__Directions__. Pull out every line below holding the word "snow".

__Provided entries__.
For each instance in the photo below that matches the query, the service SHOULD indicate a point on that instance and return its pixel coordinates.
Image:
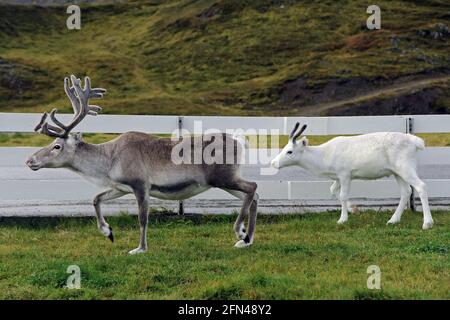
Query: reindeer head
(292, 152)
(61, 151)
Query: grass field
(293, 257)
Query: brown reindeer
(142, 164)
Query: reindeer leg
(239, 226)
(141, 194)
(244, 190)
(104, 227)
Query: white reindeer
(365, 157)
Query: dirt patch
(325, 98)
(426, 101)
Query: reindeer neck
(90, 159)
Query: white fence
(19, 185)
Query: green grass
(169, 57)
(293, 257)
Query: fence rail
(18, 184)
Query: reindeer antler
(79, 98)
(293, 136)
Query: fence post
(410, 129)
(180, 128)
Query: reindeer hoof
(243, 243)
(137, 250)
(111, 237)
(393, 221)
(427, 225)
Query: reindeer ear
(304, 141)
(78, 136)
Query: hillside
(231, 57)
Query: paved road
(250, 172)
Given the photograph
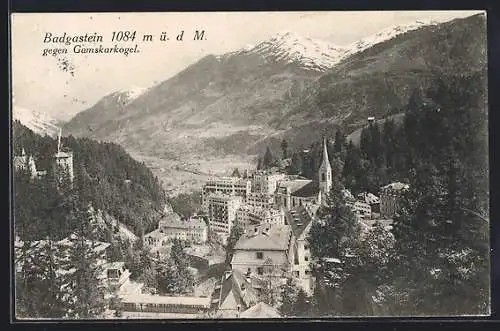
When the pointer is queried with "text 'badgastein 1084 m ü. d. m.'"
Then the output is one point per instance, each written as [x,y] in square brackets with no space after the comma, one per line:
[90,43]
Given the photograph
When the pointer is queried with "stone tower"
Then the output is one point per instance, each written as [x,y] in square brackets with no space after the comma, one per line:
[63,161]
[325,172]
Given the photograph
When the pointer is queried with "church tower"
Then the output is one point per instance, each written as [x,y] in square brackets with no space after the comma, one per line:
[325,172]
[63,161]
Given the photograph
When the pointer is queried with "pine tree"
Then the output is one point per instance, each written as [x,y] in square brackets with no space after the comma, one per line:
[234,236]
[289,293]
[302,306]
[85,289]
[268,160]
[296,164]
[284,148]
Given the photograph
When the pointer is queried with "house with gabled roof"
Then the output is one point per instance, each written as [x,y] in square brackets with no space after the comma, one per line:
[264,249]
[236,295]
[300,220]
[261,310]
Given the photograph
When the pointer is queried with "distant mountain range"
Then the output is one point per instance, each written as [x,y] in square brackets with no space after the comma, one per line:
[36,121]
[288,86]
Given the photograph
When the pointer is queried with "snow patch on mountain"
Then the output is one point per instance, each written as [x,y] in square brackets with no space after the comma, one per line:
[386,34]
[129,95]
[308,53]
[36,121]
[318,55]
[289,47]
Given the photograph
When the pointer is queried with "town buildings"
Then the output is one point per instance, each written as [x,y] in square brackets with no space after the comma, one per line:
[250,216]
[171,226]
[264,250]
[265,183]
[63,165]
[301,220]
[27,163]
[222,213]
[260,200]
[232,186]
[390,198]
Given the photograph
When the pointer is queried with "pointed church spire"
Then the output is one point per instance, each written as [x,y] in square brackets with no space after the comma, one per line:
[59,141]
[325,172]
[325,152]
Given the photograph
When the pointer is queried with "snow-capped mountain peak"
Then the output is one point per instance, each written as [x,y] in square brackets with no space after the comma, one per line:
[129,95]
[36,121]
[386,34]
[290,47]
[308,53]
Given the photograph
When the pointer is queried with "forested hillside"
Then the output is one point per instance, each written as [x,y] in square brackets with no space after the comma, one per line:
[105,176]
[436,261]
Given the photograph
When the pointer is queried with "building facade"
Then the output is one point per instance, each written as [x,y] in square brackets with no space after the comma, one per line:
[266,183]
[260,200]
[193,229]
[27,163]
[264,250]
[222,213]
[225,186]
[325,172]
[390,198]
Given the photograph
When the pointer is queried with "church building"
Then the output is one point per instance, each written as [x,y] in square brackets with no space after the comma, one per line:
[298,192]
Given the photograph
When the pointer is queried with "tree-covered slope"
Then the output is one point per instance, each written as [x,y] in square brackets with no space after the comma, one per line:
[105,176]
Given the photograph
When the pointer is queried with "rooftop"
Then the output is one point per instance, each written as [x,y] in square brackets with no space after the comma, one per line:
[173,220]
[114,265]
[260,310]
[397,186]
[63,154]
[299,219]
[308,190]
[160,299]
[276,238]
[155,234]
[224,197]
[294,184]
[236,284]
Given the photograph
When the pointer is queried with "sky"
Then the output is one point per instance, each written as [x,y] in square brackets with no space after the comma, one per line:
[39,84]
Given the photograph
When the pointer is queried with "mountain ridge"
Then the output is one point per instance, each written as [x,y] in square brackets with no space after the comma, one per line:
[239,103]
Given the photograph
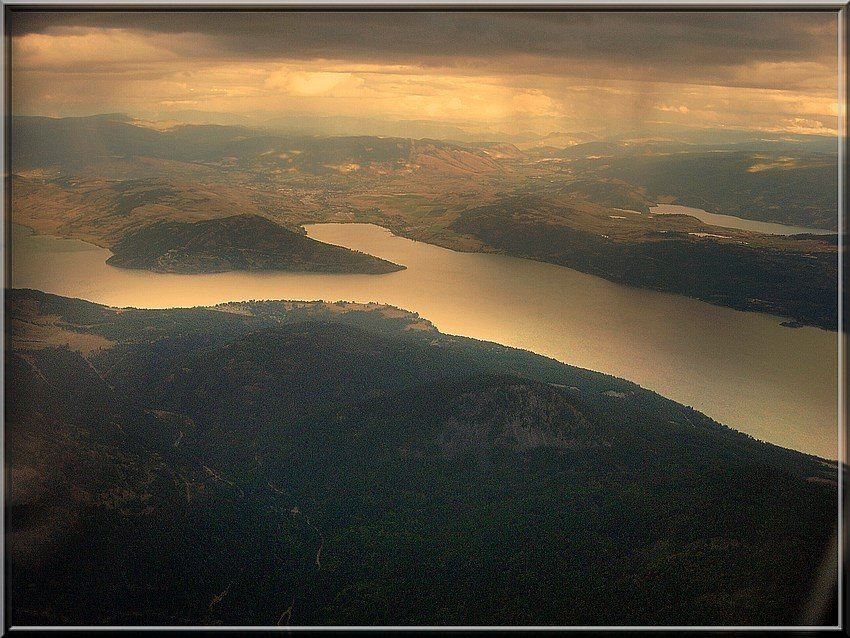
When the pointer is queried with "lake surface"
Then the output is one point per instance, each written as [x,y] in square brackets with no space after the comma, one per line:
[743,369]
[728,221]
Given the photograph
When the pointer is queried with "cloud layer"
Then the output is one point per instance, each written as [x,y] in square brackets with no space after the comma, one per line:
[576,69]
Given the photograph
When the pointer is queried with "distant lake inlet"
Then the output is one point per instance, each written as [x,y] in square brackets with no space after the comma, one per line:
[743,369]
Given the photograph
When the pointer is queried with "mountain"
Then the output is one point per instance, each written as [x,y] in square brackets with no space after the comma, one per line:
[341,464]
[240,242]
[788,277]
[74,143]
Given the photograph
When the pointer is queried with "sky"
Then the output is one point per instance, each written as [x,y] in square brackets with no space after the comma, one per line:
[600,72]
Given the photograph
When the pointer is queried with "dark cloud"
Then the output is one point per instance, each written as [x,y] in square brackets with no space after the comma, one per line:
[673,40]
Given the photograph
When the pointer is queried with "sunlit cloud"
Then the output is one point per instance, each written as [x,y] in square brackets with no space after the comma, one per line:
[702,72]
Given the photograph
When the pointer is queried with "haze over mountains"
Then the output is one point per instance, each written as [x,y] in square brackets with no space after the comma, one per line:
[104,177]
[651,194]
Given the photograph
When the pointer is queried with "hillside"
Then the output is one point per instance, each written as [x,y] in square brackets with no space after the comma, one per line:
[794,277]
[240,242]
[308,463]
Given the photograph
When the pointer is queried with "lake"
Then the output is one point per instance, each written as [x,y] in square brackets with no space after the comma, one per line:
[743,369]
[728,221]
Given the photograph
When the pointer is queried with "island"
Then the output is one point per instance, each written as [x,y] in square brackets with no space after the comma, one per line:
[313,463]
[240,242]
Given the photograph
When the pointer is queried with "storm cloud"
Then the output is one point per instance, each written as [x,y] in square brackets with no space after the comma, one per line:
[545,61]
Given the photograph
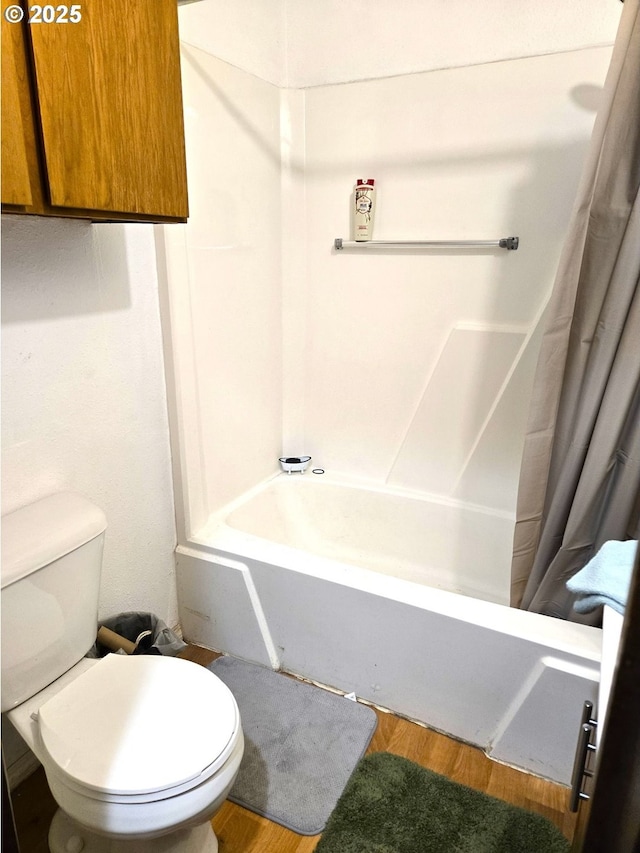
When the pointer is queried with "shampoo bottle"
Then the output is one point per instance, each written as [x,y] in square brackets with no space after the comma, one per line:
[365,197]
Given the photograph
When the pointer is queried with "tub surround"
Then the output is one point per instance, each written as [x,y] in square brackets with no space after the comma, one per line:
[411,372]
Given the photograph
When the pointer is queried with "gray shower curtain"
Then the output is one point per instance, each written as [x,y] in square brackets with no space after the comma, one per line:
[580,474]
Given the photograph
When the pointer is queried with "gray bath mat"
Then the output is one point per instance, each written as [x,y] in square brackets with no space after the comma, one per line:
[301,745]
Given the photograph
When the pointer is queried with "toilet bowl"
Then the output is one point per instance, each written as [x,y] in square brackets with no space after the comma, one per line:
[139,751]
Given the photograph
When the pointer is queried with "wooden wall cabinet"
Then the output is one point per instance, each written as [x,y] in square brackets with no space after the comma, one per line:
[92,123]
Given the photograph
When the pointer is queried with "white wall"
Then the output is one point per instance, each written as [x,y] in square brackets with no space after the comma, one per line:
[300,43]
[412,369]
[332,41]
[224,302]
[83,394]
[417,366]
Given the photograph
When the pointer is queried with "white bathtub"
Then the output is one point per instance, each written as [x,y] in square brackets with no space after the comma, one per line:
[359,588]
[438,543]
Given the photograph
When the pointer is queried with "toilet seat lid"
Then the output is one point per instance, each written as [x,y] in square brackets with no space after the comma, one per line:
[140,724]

---

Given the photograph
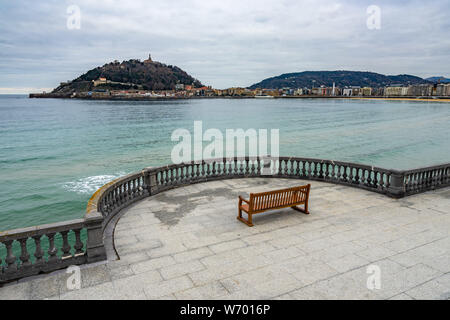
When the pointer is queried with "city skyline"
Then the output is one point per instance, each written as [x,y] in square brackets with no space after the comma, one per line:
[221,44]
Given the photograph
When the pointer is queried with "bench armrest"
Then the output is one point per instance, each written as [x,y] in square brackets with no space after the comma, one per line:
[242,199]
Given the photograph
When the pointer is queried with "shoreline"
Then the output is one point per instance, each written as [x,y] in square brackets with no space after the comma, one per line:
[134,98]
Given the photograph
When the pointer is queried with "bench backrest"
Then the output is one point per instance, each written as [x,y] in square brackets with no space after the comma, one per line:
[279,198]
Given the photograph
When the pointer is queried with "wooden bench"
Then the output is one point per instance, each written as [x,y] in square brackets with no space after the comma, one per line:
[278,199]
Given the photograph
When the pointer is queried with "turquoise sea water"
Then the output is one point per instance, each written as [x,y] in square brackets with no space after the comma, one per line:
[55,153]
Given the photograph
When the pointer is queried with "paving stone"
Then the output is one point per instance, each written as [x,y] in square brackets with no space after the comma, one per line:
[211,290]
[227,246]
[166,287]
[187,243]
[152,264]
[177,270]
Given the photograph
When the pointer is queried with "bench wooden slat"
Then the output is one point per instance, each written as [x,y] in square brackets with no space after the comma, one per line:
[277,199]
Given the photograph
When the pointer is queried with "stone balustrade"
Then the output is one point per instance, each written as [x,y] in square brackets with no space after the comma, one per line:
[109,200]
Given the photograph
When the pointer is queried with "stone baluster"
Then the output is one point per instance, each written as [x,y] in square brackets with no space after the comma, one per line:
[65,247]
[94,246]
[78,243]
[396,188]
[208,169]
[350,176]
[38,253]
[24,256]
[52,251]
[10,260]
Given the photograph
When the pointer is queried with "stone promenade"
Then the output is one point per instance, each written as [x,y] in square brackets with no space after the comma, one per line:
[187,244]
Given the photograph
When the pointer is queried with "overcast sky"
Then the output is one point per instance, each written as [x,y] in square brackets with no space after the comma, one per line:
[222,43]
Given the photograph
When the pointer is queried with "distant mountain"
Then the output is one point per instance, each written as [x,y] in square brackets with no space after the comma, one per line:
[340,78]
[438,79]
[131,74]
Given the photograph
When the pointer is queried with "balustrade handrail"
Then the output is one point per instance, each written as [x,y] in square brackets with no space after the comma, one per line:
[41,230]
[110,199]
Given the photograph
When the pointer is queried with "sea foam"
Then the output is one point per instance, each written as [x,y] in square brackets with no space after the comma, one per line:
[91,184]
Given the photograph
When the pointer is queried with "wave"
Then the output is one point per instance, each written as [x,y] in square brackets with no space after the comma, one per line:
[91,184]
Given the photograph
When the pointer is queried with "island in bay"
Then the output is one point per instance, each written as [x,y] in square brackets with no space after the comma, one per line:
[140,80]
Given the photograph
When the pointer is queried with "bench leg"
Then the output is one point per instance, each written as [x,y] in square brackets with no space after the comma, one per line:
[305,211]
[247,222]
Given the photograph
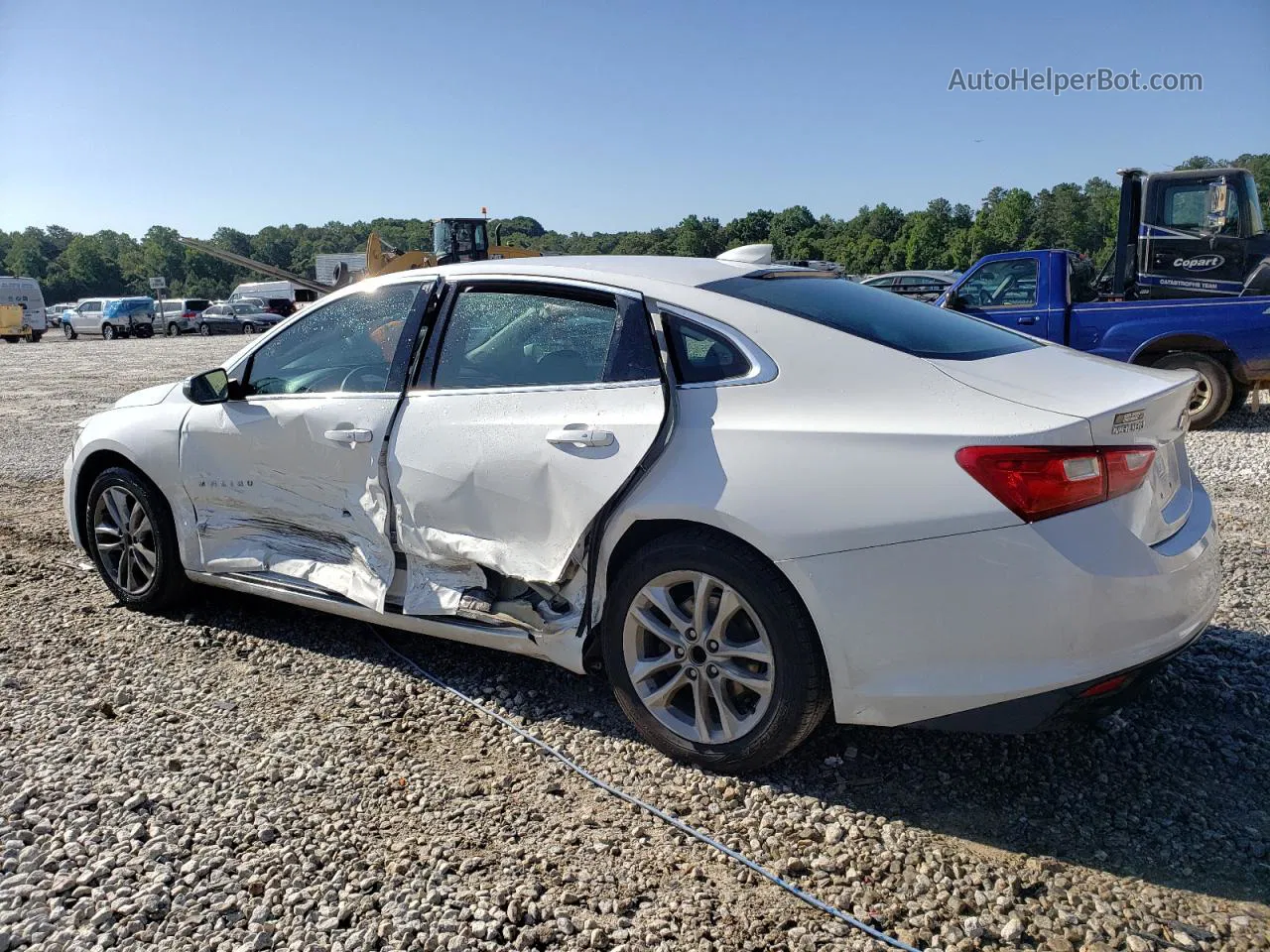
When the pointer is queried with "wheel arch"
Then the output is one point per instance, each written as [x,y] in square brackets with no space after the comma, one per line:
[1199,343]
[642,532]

__Task response__.
When the pointer is queried with "snow patch on mountain"
When the pointer is queried with "snow-capped mountain peak"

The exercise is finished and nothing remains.